### INSTRUCTIONS FOR THE TASK:
Summarize the text about a model of religion and fertility in two sentences.

[TEXT SEGMENT — start]

Robert Rowthorn, well noted professor of economics at Cambridge University has developed a model that shows the genetic components that predispose a person toward religion are currently hitchhiking on the back of the religious cultural practice of high fertility rates. Even if some of the people who are born to religious parents defect from religion and become secular, the religious genes they carry (which encompass other personality traits, such as obedience and conservatism) will still spread throughout society, according to the models numerical simulations...
This article brings to mind how some of the Europeans tried to breed with the aboriginies of Australia in an effort to make the race a more perfect species. In their perception more like to that of their own.
I doubt very much that fertility rates have anything to do with the religious gene. Perhaps it is more to do with lack of contraceptives. Perhaps too these amish people prefer to allow nature to take its "natural course".
That would upset Richard Dawkins considering he is an atheist and is concerned about over population. Isn't he the one that theorized the religious meme or gene? If his natural selection works the way it does then the selfish gene is reproducing theists. Survival of the fittest didn't he say.
On the other hand
If the birth defect is present then according to natural selection the gene might delete itself or cease to duplicate itself in future generations and therefore their birth rate may dwindle or eventually depopulate the world of mormons.

[TEXT SEGMENT — finish]
[DATASET EXTRACT — start]

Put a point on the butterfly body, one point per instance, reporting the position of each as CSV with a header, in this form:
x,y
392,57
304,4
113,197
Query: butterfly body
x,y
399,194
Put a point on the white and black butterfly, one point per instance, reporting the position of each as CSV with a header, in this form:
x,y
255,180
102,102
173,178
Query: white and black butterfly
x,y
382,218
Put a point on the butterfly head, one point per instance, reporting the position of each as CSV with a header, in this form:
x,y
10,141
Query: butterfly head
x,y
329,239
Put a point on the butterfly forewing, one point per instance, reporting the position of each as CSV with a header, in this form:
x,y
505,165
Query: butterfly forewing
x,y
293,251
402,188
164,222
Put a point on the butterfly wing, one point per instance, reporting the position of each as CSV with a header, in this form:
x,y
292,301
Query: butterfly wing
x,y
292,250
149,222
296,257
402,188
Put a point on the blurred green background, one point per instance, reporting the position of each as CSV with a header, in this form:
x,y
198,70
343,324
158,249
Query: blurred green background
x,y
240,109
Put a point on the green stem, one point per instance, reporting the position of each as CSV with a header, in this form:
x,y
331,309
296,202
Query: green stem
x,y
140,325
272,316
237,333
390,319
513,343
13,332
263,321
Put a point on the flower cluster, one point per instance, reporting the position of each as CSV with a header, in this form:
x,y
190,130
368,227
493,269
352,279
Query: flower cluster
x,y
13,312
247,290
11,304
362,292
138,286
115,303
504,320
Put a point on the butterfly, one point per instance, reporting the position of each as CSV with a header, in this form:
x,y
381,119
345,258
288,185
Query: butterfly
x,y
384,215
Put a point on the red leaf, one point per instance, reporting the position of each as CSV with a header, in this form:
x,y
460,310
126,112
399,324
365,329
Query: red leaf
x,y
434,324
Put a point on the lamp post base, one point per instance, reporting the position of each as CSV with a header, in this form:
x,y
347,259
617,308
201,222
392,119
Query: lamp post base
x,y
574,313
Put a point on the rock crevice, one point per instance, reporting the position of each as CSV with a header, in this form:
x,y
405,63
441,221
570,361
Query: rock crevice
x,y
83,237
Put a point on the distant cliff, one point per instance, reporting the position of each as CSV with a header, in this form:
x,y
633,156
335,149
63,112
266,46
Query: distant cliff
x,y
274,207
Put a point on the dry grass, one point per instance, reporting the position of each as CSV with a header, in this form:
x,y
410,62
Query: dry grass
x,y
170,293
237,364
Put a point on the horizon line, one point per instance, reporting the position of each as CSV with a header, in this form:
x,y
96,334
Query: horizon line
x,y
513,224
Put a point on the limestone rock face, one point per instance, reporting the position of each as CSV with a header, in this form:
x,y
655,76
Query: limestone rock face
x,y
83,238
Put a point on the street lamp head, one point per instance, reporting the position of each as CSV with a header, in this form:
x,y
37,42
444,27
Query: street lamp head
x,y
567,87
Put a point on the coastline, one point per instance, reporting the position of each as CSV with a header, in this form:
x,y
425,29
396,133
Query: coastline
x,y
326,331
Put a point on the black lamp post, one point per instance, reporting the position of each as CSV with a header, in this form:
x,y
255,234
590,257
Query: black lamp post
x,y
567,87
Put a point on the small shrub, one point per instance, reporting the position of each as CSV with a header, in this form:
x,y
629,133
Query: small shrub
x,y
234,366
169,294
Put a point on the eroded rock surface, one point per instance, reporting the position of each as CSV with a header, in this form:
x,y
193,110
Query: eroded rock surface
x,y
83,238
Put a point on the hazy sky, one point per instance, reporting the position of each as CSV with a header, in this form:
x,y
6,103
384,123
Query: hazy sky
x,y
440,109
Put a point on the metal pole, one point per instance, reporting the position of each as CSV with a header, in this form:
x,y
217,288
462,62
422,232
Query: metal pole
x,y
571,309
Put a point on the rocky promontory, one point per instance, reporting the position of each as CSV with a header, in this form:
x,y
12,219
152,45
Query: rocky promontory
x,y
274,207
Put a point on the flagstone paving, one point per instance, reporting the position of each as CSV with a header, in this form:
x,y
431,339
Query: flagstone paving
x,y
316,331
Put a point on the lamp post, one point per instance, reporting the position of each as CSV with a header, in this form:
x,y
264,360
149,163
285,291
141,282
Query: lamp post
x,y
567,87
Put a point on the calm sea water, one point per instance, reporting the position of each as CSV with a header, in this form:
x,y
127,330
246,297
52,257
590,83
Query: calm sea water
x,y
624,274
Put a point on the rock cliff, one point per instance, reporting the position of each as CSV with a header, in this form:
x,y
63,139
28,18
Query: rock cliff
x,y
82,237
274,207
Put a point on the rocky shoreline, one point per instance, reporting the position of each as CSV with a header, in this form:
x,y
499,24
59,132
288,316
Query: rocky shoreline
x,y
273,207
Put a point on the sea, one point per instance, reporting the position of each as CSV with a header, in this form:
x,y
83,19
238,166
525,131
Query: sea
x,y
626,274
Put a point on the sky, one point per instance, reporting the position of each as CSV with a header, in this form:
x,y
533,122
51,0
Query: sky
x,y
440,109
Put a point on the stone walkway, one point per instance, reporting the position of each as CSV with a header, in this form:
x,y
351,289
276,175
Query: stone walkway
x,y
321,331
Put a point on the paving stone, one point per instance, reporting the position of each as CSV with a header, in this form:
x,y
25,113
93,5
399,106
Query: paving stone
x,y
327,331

[DATASET EXTRACT — finish]
[DATASET EXTRACT — start]

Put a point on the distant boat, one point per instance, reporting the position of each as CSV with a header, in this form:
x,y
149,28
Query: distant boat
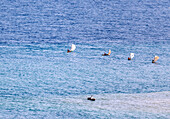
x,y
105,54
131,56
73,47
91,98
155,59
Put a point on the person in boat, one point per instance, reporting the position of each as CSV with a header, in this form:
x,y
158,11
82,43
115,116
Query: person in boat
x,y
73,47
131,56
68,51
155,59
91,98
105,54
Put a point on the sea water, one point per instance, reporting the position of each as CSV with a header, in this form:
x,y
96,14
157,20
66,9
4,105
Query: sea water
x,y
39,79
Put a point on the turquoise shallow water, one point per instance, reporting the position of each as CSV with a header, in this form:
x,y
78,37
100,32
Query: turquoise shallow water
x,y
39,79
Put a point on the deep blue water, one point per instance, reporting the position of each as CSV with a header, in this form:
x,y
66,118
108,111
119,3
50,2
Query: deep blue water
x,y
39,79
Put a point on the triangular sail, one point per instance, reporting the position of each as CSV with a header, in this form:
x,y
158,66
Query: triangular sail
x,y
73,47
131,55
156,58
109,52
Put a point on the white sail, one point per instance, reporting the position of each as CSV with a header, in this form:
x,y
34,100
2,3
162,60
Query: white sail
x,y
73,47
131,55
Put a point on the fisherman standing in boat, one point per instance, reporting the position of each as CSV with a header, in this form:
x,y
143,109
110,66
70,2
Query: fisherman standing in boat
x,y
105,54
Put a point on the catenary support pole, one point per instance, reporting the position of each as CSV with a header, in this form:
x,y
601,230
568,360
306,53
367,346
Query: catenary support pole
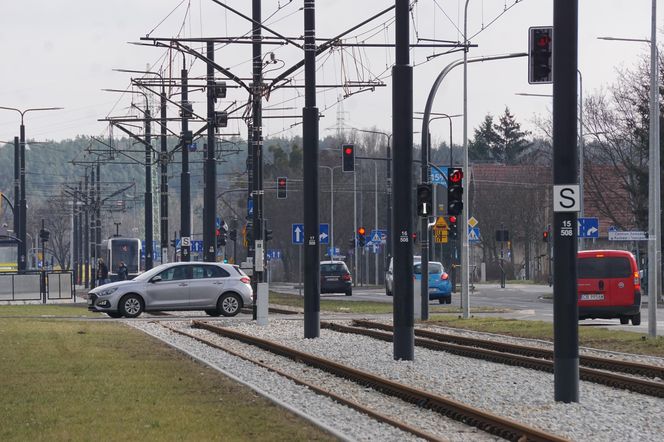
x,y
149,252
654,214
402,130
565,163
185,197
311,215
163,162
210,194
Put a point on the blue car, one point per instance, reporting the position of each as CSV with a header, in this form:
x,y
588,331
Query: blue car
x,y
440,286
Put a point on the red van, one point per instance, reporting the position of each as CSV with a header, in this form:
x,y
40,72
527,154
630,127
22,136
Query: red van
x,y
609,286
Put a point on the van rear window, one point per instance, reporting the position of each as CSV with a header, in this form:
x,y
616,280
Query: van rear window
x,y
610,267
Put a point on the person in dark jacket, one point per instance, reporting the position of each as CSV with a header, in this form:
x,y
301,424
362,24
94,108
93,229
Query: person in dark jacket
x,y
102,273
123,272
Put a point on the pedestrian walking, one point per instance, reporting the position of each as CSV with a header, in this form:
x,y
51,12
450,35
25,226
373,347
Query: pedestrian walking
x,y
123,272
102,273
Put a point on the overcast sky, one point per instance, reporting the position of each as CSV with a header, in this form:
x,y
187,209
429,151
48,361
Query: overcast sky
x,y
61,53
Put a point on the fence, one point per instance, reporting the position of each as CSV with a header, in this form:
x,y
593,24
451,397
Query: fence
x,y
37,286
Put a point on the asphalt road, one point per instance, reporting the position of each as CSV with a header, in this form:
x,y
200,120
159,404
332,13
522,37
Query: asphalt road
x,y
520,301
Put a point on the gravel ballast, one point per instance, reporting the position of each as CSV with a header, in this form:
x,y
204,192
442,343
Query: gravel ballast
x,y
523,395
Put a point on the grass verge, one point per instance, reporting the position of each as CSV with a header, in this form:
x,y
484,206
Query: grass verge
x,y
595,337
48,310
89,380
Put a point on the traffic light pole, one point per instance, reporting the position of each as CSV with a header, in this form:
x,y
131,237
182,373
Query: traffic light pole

[DATASET EXTRACT — finish]

### ANSWER TO THIS TASK:
Cambridge economics professor Robert Rowthorn has developed a model showing that genes predisposing people toward religion are spreading through society because religious groups have high fertility rates, even when some children of religious parents become secular. The text also doubts that fertility rates have anything to do with a religious gene, suggests a lack of contraceptives may be the cause, and notes that the idea would upset Richard Dawkins, an atheist concerned about overpopulation.